Uma cozinha natural a céu aberto
Uma frágil sebe separa os turistas dos montículos de terra fumegante onde o famoso cozido das Furnas vai cozendo lentamente. Do lado de lá da vedação, João Pacheco e os colegas vão retirando cada panela, uma a uma, como se de um acto solene se tratasse. Afastam a terra revolvida, levantam a tampa do buraco com a enxada e depois, cada um com um ferro encaixado na asa, içam a braços o tacho envolto em panos brancos, onde diferentes carnes, legumes e enchidos estiveram a cozer nos vapores vulcânicos durante cerca de seis horas. Passa pouco das 12h e os últimos cozidos vão ser levados para os restaurantes da zona, terminando um dia de trabalho que começou às 4h.
Lugar turístico por excelência na ilha — “costumávamos dizer que para saber quantos turistas visitavam São Miguel bastava trazer um banquinho e ficar a contá-los”, recorda Rui Amen —, as caldeiras da lagoa das Furnas vivem desde Março uma nova etapa: a entrada, até agora gratuita, passou a ser paga (0,50€ por pessoa), assim como a confecção particular do cozido (3€) e o estacionamento (quando lá estivemos a tabela estava a ser revista, sendo que a taxa sobe a cada 15 minutos e é validada à saída). “Concordo com os 0,50€ porque é uma ajuda e isto fica mais arranjado e organizado”, defende João Pacheco, que ali trabalha há 15 anos, confessando, no entanto, que o estacionamento devia continuar gratuito e que não é justo a utilização particular das caldeiras ser gratuita para os residentes do concelho da Povoação. “Ou pagavam todos ou não pagava ninguém.”
+ + + + +
Tarefas propostas:
[A] Segundo o texto sobre o cozido das Furnas, quanto passou a custar por pessoa a entrada nas caldeiras desde março?
[B] Continue o texto sobre o cozido das Furnas a partir da última frase apresentada.

Material fornecido:
+ + + + +
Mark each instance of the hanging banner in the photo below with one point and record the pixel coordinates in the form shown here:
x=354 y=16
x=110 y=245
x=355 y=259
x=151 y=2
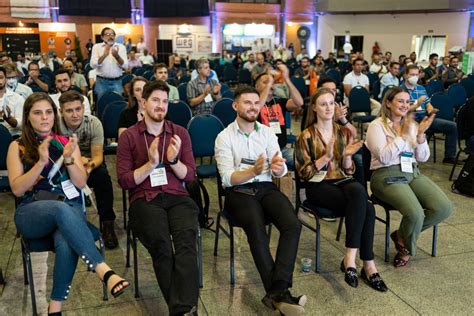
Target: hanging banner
x=30 y=9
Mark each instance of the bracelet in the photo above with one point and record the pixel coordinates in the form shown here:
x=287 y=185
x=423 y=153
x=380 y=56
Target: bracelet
x=69 y=163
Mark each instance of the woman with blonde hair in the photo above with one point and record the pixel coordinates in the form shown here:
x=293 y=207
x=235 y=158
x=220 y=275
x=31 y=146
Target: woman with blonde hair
x=397 y=143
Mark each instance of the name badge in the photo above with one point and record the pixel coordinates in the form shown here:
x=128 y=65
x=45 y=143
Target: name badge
x=208 y=98
x=69 y=189
x=406 y=161
x=158 y=176
x=275 y=126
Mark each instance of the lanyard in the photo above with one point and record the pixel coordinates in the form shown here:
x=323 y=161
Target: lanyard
x=162 y=152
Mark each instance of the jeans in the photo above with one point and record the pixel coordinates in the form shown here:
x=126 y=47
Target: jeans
x=349 y=200
x=287 y=153
x=102 y=86
x=66 y=223
x=174 y=261
x=251 y=213
x=421 y=202
x=99 y=180
x=449 y=128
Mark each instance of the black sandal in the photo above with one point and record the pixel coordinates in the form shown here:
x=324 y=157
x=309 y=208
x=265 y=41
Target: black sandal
x=107 y=276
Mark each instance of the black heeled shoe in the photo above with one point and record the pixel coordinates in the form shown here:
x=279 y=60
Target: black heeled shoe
x=374 y=281
x=107 y=276
x=350 y=275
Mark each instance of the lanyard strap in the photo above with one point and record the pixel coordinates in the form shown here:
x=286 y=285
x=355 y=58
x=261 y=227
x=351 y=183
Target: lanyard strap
x=162 y=152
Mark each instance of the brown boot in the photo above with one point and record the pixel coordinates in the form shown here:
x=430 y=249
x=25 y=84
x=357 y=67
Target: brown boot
x=108 y=234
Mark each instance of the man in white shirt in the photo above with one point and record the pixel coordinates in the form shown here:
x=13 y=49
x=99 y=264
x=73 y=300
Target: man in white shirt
x=109 y=59
x=161 y=73
x=11 y=107
x=247 y=155
x=357 y=78
x=77 y=79
x=62 y=80
x=146 y=58
x=390 y=78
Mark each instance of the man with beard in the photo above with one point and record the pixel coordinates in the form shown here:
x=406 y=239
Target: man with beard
x=77 y=79
x=90 y=134
x=109 y=59
x=247 y=155
x=154 y=159
x=11 y=107
x=62 y=79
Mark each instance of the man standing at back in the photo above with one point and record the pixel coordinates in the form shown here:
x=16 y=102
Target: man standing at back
x=109 y=59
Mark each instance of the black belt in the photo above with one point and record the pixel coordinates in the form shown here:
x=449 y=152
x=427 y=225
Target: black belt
x=110 y=79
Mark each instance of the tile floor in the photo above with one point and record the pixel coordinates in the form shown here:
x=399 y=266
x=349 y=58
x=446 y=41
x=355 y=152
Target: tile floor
x=429 y=286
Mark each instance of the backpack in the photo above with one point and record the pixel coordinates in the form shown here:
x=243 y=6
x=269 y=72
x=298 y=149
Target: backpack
x=464 y=184
x=198 y=192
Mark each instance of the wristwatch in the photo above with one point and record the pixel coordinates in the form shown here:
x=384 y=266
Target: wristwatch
x=69 y=163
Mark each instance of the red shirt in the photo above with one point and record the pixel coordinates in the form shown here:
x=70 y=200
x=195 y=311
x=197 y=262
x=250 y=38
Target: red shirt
x=132 y=153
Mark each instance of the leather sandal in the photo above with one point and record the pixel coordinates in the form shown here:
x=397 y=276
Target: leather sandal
x=400 y=248
x=114 y=293
x=398 y=261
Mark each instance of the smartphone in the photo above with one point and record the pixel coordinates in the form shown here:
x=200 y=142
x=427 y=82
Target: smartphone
x=245 y=190
x=396 y=180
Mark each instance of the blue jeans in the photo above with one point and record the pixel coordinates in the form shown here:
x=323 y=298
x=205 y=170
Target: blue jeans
x=450 y=130
x=102 y=86
x=67 y=225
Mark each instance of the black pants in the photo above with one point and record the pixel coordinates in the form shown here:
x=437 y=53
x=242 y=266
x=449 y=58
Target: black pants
x=177 y=273
x=349 y=200
x=251 y=213
x=99 y=180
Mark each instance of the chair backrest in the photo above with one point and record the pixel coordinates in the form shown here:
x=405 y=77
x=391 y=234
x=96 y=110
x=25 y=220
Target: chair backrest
x=224 y=111
x=444 y=104
x=110 y=118
x=179 y=113
x=182 y=87
x=245 y=76
x=203 y=130
x=458 y=94
x=435 y=86
x=105 y=99
x=359 y=100
x=468 y=85
x=228 y=94
x=300 y=85
x=230 y=74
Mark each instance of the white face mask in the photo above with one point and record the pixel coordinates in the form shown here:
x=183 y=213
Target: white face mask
x=413 y=80
x=12 y=83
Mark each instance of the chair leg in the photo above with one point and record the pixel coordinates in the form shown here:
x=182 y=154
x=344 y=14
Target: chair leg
x=127 y=257
x=216 y=238
x=435 y=238
x=339 y=229
x=387 y=236
x=231 y=238
x=32 y=284
x=318 y=246
x=200 y=258
x=124 y=206
x=102 y=252
x=454 y=166
x=135 y=265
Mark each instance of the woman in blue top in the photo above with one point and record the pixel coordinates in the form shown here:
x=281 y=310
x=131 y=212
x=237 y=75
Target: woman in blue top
x=46 y=175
+ + + + +
Respostas esperadas:
[A] A entrada passou a custar 0,50€ por pessoa.

[B]
Luís Pires Coelho, que encontramos a encher um garrafão de água naturalmente gaseificada na nascente do Rêgo, no centro da freguesia das Furnas, não está preocupado com as novas taxas. “Normalmente peço ali em baixo e eles deixam-me pôr lá o cozido, senão uso uma [caldeira] que temos aqui escondida”, conta. À beira da estrada, uma colecção de ramos e terra tapa o forno natural, cuja localização só a vizinhança mais próxima conhece. “Ponha a mão ali em cima, vai ver que está quente.” Comprovamos. Um pouco por toda a localidade há evidências secundárias da actividade vulcânica, desde o cheiro a enxofre (menos intenso do que aquilo que antecipávamos) às fumarolas, das águas termais às caldeiras, ora secas ora jacuzzis borbulhantes.
“Há aqui mais de 28 tipos de águas minero-medicinais”, indica Rui Amen, conduzindo-nos por diversas fontes de diferentes temperaturas, sabores e texturas. É numa delas, que a placa de azulejos diz jorrar “água santa”, que Luís Pires Coelho faz chá e café. “Depois do jantar trago a chávena e fico aqui sentado”, conta o bancário reformado. Chegam a juntar-se “20 ou 30 pessoas”. Nos meses de Verão é, no entanto, a Caldeira do Esguicho, a passos de distância, que tem maior movimento. Ali são cozidas as maçarocas de milho que são depois vendidas nas várias bancas da zona. Hoje, no entanto, são ovos que se cozinham na água fervente, um balde e um cabo a improvisar. “Um senhor disse-nos que conseguíamos cozer os ovos aqui, bastava quinze minutos”, conta Simão, de 15 anos, que veio com quatro amigos de Pico da Pedra passar uma noite no parque de campismo das Furnas.